■ What to do: Can you set down, word for word, the part of the SPARC signal patch below that begins at the words "Because QEMU's user-mode" and stops after "registers in WREG_I*."?

■ Document text:
Because QEMU's user-mode emulation just directly accesses guest CPU
state, for SPARC the guest register window state is not the same in
the sparc64_get_context() and sparc64_set_context() functions as it
is for the real kernel's versions of those functions. Specifically,
for the kernel it has saved the user space state such that the O*
registers go into a pt_regs struct as UREG_I*, and the I* registers
have been spilled onto the userspace stack. For QEMU, we haven't
done that, so the guest's O* registers are still in WREG_O* and the
I* registers in WREG_I*.
The code was already accessing the O* registers correctly for QEMU,
but had copied the kernel code for accessing the I* registers off the
userspace stack. Replace this with direct accesses to fp and i7 in
the CPU state, and add a comment explaining why we differ from the
kernel code here.
This fix is sufficient to get bash to a shell prompt.
Signed-off-by: Peter Maydell <peter.maydell@linaro.org>
---
I'm really pretty unsure about our handling of SPARC register
windows here. This fix works, but should we instead be
ensuring that the flush_windows() call cpu_loop() does
before handling this trap has written the I* regs to the
stack ???
---
linux-user/sparc/signal.c | 47 ++++++++++++++++++---------------------
1 file changed, 22 insertions(+), 25 deletions(-)
diff --git a/linux-user/sparc/signal.c b/linux-user/sparc/signal.c
index 57ea1593bfc..c315704b389 100644
--- a/linux-user/sparc/signal.c
+++ b/linux-user/sparc/signal.c
@@ -403,7 +403,6 @@ void sparc64_set_context(CPUSPARCState *env)
struct target_ucontext *ucp;
target_mc_gregset_t *grp;
abi_ulong pc, npc, tstate;
- abi_ulong fp, i7, w_addr;
unsigned int i;
ucp_addr = env->regwptr[WREG_O0];
@@ -447,6 +446,15 @@ void sparc64_set_context(CPUSPARCState *env)

■ Data rows:
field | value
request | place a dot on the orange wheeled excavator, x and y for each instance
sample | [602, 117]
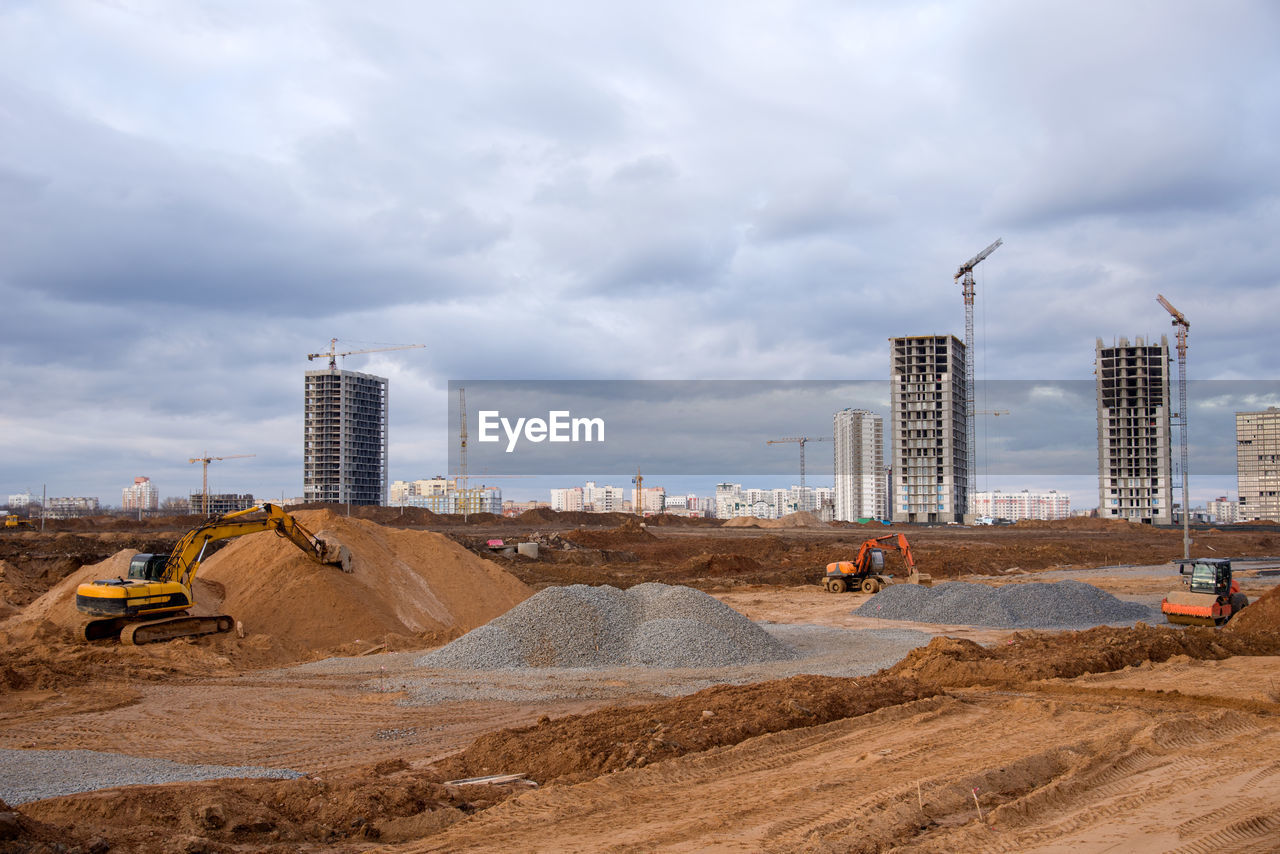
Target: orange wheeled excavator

--

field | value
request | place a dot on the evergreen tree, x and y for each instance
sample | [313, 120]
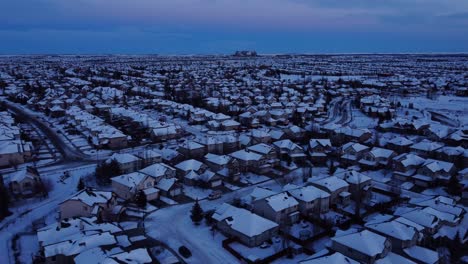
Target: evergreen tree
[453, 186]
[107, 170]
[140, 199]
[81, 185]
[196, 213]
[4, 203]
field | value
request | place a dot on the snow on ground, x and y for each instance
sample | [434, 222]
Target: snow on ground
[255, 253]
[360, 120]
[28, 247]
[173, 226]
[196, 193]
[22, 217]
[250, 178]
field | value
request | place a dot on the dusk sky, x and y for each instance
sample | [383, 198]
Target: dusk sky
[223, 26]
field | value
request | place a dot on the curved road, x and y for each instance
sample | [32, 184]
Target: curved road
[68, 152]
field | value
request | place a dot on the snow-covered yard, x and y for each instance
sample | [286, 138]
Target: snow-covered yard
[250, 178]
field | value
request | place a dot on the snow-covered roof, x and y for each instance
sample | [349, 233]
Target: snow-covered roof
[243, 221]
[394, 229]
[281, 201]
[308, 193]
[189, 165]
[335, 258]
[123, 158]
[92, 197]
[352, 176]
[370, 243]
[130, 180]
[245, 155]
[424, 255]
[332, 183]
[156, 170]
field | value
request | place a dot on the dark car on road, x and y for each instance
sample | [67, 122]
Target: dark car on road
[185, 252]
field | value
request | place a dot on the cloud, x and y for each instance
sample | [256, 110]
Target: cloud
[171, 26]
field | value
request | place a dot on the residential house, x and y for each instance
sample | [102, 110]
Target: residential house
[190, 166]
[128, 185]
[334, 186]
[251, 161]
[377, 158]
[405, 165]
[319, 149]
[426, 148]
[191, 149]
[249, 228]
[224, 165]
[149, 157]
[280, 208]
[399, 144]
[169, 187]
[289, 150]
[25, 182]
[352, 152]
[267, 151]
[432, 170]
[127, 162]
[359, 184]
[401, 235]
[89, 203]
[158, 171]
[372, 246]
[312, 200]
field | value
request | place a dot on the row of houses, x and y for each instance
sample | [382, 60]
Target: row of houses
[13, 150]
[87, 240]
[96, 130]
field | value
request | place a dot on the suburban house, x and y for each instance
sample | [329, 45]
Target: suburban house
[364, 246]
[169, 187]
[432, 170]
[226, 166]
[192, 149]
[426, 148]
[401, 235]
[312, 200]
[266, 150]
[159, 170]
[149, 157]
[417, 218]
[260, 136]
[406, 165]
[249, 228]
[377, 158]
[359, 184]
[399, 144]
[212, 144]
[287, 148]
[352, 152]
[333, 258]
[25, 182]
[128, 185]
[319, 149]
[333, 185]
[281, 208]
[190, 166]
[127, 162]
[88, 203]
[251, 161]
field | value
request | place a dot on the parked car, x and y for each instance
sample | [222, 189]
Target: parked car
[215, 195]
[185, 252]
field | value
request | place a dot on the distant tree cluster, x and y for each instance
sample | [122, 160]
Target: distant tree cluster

■ Answer to the task:
Because QEMU's user-mode emulation just directly accesses guest CPU
state, for SPARC the guest register window state is not the same in
the sparc64_get_context() and sparc64_set_context() functions as it
is for the real kernel's versions of those functions. Specifically,
for the kernel it has saved the user space state such that the O*
registers go into a pt_regs struct as UREG_I*, and the I* registers
have been spilled onto the userspace stack. For QEMU, we haven't
done that, so the guest's O* registers are still in WREG_O* and the
I* registers in WREG_I*.